*Task description*.
The listing should be printed again without a single change.

------------------------------------------------

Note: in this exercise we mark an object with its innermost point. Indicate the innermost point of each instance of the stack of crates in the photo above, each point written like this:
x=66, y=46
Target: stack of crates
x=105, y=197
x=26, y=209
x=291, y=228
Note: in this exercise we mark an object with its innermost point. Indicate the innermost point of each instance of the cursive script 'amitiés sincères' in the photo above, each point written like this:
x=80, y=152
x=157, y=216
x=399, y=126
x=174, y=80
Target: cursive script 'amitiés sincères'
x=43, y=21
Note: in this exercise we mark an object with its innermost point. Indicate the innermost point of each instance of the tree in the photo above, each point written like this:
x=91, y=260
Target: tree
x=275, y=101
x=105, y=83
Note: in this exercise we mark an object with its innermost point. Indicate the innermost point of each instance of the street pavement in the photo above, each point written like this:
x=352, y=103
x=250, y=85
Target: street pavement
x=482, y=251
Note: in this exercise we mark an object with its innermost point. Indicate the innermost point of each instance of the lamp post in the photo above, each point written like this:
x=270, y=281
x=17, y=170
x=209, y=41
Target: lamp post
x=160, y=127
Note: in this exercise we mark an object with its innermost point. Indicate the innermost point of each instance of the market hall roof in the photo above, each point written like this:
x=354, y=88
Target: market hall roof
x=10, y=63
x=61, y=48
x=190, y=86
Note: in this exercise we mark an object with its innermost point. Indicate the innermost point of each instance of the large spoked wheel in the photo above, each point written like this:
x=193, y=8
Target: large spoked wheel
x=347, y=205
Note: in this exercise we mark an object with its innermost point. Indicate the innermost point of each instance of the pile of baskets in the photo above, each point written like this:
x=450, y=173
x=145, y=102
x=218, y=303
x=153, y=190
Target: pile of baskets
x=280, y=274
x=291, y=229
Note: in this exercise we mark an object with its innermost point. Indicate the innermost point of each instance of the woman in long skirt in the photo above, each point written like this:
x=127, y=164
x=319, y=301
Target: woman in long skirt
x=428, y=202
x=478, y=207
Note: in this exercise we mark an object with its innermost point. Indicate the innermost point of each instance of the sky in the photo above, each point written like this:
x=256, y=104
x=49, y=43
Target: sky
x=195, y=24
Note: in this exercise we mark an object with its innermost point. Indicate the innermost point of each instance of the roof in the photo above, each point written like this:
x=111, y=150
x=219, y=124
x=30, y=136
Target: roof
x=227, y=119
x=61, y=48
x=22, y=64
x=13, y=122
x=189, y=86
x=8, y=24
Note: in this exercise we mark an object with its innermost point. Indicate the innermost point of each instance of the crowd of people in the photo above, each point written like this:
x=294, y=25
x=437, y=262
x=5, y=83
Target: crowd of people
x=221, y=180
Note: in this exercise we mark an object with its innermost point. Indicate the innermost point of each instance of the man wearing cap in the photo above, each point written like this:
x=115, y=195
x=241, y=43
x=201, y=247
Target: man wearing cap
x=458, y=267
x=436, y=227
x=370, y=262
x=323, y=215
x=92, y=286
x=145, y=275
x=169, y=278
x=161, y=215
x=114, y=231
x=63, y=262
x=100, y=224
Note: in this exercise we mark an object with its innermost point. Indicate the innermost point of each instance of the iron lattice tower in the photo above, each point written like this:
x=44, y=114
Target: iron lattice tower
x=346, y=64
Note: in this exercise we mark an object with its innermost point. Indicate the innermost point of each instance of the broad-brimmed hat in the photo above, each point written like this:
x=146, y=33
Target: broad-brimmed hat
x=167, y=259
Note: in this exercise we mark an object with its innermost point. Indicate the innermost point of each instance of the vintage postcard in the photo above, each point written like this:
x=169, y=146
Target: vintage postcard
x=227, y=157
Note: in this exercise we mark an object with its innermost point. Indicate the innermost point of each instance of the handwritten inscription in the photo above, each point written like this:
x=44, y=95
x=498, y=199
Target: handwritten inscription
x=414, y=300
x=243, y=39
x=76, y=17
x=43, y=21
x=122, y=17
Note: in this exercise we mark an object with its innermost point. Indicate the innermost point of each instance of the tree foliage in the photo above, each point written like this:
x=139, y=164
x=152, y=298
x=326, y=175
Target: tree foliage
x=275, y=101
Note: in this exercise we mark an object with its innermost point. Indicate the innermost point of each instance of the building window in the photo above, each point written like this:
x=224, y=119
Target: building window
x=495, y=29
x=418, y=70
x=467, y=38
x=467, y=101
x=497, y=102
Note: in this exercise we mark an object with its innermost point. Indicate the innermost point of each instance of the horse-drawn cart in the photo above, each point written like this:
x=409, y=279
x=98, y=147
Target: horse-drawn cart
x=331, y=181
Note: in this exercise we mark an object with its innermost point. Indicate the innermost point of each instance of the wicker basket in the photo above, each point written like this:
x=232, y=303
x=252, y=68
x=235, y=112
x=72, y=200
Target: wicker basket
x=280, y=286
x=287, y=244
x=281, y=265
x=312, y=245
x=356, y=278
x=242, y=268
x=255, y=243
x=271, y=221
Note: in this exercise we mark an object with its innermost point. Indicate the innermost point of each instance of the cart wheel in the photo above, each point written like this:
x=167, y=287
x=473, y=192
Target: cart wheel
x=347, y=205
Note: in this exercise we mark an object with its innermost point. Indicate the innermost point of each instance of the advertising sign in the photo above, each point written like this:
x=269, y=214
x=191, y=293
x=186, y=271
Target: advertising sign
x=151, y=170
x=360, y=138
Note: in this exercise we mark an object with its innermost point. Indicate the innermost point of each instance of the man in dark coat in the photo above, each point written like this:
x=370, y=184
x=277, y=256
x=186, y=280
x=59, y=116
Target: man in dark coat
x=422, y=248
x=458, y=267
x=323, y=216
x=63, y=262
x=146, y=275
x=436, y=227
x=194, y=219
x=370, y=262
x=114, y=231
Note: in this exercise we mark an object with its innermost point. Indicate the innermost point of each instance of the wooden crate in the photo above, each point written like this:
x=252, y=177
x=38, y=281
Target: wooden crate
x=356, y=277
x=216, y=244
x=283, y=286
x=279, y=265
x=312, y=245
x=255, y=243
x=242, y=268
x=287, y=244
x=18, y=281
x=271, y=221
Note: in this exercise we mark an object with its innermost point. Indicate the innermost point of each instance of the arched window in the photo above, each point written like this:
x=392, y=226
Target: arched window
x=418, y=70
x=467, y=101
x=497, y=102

------------------------------------------------

*Solution for this task*.
Note: in this exercise we mark an object with its innermost point. Indicate the innermost point of each instance of the stack of crates in the photo above, each point written like this:
x=66, y=46
Target: stack of crates
x=105, y=197
x=26, y=209
x=291, y=228
Note: in this exercise we mark an object with its innermost point. Indicate the innermost point of each instance of the cursive script 'amitiés sincères' in the photo above, each point written like this:
x=80, y=152
x=157, y=216
x=399, y=126
x=174, y=80
Target: cursive script 'amitiés sincères'
x=43, y=21
Note: in this exercise we mark an object with its innermost point. Indicate the innermost point of each instance of the tree in the photo above, each point written like this:
x=91, y=260
Target: tree
x=275, y=101
x=105, y=83
Note: in this exercise we mark an object with its innermost point. Indicate the innermost point of each instance of the street pavement in the photo above, each point written like this:
x=352, y=103
x=250, y=85
Target: street pavement
x=482, y=251
Note: in this exercise we mark an object with its innermost point. Indicate the innermost point of each instance of the lamp post in the photo above, each point written like this:
x=270, y=281
x=17, y=170
x=209, y=41
Target: lamp post
x=160, y=127
Note: in this exercise we mark an object with its innermost point. Indicate the innermost point of each instance of the market hall roof in the photo above, each point written like this:
x=354, y=88
Target: market hall roof
x=10, y=63
x=61, y=48
x=190, y=86
Note: in this exercise we mark an object with its innermost point. Indicate the innermost point of each instance of the large spoked wheel in the photo above, each point written like this:
x=193, y=8
Target: large spoked wheel
x=347, y=205
Note: in this exercise we mark an object with its innermost point. Indicate the innermost point of each instance of the pile of baskets in the photo above, each point written like this:
x=450, y=173
x=145, y=102
x=218, y=303
x=153, y=190
Target: pile of baskets
x=280, y=274
x=291, y=229
Note: in this exercise we mark an object with its innermost point. Indicate the innermost point of each instance of the woman in long skirt in the photo above, each point written like this:
x=127, y=164
x=319, y=301
Target: woman in long skirt
x=428, y=202
x=478, y=207
Note: in this exercise we mark an object with its innermost point. Indicate the innermost point of each instance of the sky in the photo above, each point written like this:
x=256, y=104
x=49, y=43
Target: sky
x=195, y=24
Note: in this exercise we mark an object with its innermost point. Indicate the innermost point of each instance of the roof in the photo above, each point written like this:
x=111, y=150
x=219, y=124
x=30, y=136
Target: roof
x=227, y=119
x=61, y=48
x=22, y=64
x=13, y=122
x=189, y=86
x=8, y=24
Note: in this exercise we mark an object with its innermost point. Indicate the innermost point of each instance of the crowd of people in the photo above, each point written like this:
x=294, y=25
x=437, y=262
x=5, y=83
Target: crowd of people
x=221, y=180
Note: in this exercise we mark an object with its innermost point. Indicate the innermost point of each instance of the man wearing cap in the photo above, each point written like this:
x=115, y=195
x=241, y=43
x=201, y=247
Target: man wearing cap
x=458, y=267
x=436, y=227
x=370, y=262
x=323, y=215
x=92, y=286
x=145, y=275
x=169, y=278
x=161, y=215
x=114, y=231
x=63, y=262
x=100, y=224
Note: in this exercise we mark an object with its innermost point. Indicate the innermost point of each instance of the iron lattice tower in the photo above, each point written like this:
x=44, y=114
Target: iron lattice tower
x=346, y=64
Note: in this exercise we mark an object with its innermost point. Indicate the innermost point of each instance of the broad-brimmed hat in the photo above, each point written like this:
x=146, y=33
Target: broad-brimmed hat
x=167, y=259
Note: in this exercise we mark an object with its innermost point. Indicate the innermost point of each instance of the vintage postcard in the photo above, each point written like this:
x=169, y=146
Target: vintage postcard
x=227, y=157
Note: in this exercise we mark an object with its innermost point. Indicate the innermost point of each instance of the handwritten inscription in the photo above, each point written like this:
x=44, y=95
x=498, y=199
Target: handwritten inscription
x=414, y=300
x=243, y=39
x=76, y=17
x=43, y=21
x=122, y=17
Note: in this exercise we mark an object with its innermost point. Indicate the innermost point of each instance of the tree foliage in the photo above, each point written like this:
x=139, y=164
x=152, y=298
x=326, y=175
Target: tree foliage
x=275, y=101
Note: in this exercise we mark an object with its innermost point. Indicate the innermost point of each instance of the building window in the photo above, each point written like this:
x=224, y=119
Target: building window
x=495, y=29
x=418, y=70
x=467, y=38
x=467, y=101
x=497, y=102
Note: in this exercise we mark an object with its innermost point. Indicate the innermost point of each instance of the horse-drawn cart in the photo above, each point written like this:
x=409, y=279
x=98, y=147
Target: horse-drawn cart
x=331, y=181
Note: in this exercise we mark an object with its innermost point. Indicate the innermost point of each instance of the wicker basket in the photo above, each point written like this:
x=232, y=303
x=252, y=68
x=235, y=112
x=72, y=200
Target: wicker basket
x=280, y=286
x=287, y=244
x=281, y=265
x=312, y=245
x=356, y=278
x=242, y=268
x=255, y=243
x=271, y=221
Note: in this exercise we mark an object with its innermost point. Indicate the innermost point of each instance of the cart wheel in the photo above, each point written like this:
x=167, y=287
x=473, y=192
Target: cart wheel
x=347, y=205
Note: in this exercise we mark an object with its innermost point. Indicate the innermost point of each instance of the advertising sign in the photo above, each point written like this:
x=269, y=214
x=191, y=293
x=186, y=271
Target: advertising sign
x=151, y=170
x=360, y=138
Note: in this exercise we mark an object with its innermost point. Indicate the innermost point of each instance of the man in dark coat in the photo above, each point written like this:
x=370, y=184
x=277, y=256
x=186, y=280
x=59, y=116
Target: man in dark coat
x=422, y=248
x=458, y=267
x=323, y=216
x=63, y=262
x=146, y=275
x=436, y=227
x=194, y=219
x=370, y=262
x=114, y=231
Note: in this exercise we mark an object with its innermost point. Indicate the innermost point of each instance of the wooden crate in the photo above, each point written like this:
x=252, y=177
x=38, y=281
Target: wooden crate
x=356, y=277
x=216, y=244
x=283, y=286
x=279, y=265
x=312, y=245
x=255, y=243
x=242, y=268
x=287, y=244
x=18, y=281
x=271, y=221
Note: in this exercise we mark an object with its innermost point. Indicate the innermost point of each instance of the arched window in the photo above, each point written like this:
x=392, y=226
Target: arched window
x=418, y=70
x=467, y=101
x=497, y=102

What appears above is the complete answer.